━━ Provided data ━━

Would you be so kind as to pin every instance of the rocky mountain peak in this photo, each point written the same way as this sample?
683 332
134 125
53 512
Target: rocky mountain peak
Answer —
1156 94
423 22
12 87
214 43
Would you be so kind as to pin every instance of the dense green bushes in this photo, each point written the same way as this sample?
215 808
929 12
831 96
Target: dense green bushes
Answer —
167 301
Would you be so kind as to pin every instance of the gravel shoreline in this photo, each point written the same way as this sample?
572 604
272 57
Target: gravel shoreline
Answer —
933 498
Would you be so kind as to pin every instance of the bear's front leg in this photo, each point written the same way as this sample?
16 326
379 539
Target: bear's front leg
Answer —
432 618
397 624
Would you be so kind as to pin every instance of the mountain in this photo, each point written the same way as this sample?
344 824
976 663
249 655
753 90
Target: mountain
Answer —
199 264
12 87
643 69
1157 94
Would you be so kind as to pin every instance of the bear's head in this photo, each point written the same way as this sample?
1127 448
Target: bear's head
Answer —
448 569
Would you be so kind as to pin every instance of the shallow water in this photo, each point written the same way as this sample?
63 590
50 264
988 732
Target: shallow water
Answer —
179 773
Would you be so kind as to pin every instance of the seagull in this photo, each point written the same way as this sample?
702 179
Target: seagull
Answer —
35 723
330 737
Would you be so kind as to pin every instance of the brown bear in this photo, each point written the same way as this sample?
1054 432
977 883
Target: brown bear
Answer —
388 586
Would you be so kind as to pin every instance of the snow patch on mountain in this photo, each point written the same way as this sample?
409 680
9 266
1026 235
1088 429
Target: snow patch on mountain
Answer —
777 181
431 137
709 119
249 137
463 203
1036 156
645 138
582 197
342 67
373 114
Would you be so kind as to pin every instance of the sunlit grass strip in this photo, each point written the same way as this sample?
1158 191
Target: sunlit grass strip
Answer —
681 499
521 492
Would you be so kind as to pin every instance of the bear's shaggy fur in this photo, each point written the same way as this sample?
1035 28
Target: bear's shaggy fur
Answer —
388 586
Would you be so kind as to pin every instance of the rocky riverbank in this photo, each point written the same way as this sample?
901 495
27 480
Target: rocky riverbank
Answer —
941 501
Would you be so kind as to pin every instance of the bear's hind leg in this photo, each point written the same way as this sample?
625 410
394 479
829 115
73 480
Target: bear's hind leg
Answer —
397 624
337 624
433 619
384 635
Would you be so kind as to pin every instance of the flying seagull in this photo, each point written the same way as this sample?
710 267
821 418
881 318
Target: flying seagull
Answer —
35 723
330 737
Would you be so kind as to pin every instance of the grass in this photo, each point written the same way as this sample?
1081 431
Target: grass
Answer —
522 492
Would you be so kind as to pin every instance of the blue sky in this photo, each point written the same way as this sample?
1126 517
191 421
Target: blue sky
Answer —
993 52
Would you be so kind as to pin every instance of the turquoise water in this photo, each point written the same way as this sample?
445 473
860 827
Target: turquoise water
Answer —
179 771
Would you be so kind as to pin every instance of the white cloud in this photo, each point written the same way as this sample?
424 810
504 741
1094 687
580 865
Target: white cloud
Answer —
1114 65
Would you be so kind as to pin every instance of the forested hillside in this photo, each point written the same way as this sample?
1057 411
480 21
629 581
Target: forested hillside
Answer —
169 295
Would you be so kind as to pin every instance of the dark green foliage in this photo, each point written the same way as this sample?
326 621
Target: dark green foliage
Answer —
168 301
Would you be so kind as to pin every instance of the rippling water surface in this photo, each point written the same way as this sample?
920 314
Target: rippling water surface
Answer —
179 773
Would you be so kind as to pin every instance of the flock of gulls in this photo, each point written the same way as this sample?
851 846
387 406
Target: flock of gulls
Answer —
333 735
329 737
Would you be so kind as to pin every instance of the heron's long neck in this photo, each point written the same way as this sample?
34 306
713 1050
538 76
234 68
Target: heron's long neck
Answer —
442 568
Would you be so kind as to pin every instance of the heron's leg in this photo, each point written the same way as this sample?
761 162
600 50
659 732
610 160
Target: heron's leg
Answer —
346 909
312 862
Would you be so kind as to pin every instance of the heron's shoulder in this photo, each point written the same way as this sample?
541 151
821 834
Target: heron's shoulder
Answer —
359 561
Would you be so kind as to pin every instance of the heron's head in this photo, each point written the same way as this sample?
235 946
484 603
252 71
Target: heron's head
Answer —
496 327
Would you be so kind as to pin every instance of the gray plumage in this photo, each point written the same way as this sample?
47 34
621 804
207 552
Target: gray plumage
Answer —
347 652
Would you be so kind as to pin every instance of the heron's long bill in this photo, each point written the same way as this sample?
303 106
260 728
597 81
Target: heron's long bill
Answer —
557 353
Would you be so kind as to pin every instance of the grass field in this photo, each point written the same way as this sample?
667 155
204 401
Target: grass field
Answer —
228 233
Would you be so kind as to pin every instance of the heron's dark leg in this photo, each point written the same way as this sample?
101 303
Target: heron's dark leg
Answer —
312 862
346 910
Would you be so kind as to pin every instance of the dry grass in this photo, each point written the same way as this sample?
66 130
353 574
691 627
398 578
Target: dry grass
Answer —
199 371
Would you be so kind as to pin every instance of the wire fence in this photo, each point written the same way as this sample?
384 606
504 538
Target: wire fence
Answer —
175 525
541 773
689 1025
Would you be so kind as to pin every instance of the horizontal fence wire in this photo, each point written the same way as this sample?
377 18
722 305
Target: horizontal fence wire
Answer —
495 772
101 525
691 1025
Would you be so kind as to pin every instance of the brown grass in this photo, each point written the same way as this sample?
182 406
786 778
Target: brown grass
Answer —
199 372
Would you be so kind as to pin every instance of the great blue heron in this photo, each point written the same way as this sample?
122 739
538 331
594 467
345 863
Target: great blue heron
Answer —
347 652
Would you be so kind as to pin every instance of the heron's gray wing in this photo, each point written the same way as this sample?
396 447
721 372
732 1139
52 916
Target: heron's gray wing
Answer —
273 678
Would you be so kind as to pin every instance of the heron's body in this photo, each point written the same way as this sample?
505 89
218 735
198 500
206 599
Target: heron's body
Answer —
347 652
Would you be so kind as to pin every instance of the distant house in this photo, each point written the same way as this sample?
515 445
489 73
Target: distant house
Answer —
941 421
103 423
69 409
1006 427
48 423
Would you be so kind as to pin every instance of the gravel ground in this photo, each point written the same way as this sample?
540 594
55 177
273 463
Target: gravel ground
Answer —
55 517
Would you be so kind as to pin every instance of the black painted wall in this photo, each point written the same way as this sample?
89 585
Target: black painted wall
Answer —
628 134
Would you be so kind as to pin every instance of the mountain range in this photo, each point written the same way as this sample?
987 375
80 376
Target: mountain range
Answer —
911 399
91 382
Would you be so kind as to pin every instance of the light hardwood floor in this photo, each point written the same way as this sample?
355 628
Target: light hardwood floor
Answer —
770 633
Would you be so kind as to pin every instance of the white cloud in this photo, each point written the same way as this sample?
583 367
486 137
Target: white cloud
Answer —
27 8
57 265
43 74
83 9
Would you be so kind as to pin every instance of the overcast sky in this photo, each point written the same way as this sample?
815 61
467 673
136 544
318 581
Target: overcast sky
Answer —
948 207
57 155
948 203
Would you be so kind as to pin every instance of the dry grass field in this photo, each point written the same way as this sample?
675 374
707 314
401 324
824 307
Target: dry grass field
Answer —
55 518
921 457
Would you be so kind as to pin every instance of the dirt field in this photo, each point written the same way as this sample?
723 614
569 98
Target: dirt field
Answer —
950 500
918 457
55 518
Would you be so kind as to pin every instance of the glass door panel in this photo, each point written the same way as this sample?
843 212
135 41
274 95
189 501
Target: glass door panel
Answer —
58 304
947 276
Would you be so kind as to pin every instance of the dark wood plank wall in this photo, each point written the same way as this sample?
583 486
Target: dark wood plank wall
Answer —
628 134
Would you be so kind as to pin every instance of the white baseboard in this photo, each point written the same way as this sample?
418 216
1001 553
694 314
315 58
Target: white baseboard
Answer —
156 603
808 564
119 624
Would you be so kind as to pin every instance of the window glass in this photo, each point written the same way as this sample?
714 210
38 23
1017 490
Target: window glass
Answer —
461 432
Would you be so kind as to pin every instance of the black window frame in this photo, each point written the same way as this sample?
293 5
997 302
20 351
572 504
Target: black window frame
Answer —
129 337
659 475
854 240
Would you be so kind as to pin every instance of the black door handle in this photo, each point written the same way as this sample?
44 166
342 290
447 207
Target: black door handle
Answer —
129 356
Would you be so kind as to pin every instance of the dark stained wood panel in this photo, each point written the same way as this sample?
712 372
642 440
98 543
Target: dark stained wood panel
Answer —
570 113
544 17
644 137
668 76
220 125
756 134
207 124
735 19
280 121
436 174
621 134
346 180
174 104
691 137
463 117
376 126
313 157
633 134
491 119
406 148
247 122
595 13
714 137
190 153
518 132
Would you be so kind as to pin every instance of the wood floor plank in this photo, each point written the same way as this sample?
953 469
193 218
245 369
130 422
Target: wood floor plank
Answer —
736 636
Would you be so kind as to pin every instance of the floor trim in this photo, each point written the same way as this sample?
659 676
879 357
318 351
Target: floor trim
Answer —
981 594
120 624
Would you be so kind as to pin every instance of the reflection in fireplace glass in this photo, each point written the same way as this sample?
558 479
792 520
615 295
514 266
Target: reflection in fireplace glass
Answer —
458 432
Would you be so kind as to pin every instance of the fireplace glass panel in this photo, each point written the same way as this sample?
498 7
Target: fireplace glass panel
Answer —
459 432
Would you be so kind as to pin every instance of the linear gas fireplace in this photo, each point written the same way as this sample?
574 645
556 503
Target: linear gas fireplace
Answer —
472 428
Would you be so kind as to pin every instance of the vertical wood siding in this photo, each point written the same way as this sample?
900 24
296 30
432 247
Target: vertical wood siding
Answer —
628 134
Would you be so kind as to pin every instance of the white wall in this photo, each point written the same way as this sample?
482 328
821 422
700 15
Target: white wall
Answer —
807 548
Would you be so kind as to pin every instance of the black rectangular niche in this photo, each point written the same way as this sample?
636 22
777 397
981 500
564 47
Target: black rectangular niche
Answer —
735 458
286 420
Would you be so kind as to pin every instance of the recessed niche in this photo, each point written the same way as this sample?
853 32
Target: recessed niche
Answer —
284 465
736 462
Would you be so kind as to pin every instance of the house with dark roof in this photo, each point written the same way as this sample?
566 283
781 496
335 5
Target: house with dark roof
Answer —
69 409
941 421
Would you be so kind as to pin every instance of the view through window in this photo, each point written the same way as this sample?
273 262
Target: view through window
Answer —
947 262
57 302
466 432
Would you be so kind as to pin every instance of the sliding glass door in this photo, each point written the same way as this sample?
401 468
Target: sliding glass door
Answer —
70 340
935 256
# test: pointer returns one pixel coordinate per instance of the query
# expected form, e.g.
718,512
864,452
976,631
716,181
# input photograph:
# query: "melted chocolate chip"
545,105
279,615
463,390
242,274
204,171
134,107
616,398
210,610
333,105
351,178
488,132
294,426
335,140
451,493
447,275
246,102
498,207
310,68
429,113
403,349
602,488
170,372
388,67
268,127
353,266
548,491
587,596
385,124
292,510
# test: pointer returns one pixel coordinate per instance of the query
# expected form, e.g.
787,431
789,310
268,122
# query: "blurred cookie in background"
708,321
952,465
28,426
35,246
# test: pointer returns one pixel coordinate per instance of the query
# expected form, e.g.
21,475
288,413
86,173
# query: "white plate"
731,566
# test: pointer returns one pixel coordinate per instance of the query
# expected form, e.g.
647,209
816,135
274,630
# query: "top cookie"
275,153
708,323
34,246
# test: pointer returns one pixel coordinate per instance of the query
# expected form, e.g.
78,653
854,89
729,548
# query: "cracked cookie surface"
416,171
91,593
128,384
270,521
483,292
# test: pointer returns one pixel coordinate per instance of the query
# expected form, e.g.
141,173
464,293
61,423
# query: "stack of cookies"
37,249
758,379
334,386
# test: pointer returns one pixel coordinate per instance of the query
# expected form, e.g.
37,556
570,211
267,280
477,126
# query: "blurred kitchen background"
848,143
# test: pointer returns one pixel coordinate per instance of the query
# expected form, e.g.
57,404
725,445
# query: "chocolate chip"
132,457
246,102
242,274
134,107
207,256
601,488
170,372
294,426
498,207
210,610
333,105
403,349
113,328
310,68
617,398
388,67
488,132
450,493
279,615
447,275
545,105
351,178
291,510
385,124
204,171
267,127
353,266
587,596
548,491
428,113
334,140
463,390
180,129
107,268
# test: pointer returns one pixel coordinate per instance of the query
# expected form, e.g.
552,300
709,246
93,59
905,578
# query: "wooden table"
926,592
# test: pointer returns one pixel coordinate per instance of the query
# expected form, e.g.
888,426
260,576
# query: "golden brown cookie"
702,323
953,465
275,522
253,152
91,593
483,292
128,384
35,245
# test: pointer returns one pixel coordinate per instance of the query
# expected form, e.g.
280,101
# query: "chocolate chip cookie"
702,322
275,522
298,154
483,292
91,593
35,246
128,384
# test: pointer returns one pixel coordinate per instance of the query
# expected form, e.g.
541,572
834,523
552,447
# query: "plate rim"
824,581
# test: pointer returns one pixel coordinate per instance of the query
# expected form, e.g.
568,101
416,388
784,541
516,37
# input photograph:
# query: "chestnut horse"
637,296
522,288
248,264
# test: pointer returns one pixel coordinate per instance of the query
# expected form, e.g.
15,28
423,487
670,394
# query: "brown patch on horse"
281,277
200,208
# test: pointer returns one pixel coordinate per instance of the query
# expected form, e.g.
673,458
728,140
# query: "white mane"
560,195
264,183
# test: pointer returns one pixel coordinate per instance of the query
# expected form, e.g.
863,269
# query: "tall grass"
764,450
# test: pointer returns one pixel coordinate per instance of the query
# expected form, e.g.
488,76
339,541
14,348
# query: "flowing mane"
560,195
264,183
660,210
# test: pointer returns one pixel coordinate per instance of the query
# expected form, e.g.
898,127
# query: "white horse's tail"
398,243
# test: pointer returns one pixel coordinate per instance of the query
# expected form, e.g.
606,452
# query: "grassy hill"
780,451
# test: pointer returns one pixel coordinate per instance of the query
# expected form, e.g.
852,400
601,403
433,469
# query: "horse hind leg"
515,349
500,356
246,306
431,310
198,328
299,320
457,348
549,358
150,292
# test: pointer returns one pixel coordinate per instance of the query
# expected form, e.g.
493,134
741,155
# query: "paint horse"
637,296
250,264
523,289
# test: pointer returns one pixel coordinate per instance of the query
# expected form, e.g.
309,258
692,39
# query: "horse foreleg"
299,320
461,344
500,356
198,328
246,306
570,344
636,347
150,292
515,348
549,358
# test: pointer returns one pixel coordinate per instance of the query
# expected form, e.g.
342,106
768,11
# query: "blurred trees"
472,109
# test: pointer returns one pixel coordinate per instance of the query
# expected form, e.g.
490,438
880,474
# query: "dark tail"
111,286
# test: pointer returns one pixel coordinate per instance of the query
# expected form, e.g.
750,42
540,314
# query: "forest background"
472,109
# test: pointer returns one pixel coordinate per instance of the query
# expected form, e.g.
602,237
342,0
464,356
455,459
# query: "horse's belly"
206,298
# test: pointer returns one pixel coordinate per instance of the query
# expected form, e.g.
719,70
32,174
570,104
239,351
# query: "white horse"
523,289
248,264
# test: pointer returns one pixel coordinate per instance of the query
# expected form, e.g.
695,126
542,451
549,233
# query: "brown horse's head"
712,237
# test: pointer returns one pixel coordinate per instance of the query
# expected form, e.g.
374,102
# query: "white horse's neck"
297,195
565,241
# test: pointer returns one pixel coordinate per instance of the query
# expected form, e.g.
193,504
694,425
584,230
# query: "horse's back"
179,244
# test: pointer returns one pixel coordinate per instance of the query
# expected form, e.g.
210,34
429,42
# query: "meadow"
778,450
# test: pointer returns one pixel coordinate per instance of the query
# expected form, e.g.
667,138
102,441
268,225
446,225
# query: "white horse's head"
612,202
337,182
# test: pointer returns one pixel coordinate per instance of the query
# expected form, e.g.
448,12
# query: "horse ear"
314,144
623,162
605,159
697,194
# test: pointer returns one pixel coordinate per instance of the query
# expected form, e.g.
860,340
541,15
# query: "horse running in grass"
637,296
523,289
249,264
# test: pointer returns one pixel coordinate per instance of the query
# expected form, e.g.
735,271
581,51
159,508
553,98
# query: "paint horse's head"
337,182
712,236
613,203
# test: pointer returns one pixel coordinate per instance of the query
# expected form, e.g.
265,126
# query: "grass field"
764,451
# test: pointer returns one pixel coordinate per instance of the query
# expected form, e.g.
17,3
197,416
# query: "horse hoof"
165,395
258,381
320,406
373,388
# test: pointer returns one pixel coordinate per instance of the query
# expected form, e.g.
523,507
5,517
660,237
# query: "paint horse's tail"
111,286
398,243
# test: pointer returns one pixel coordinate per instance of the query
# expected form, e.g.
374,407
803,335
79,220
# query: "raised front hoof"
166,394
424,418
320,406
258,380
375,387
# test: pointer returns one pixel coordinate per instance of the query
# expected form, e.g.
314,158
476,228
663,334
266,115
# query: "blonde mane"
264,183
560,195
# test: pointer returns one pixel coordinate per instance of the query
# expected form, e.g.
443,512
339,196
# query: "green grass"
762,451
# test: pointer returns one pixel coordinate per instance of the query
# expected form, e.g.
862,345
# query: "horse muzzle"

━━━

**Your instructions**
The total, and nothing more: how many lines in the entries contain "with"?

**Solution to this exercise**
2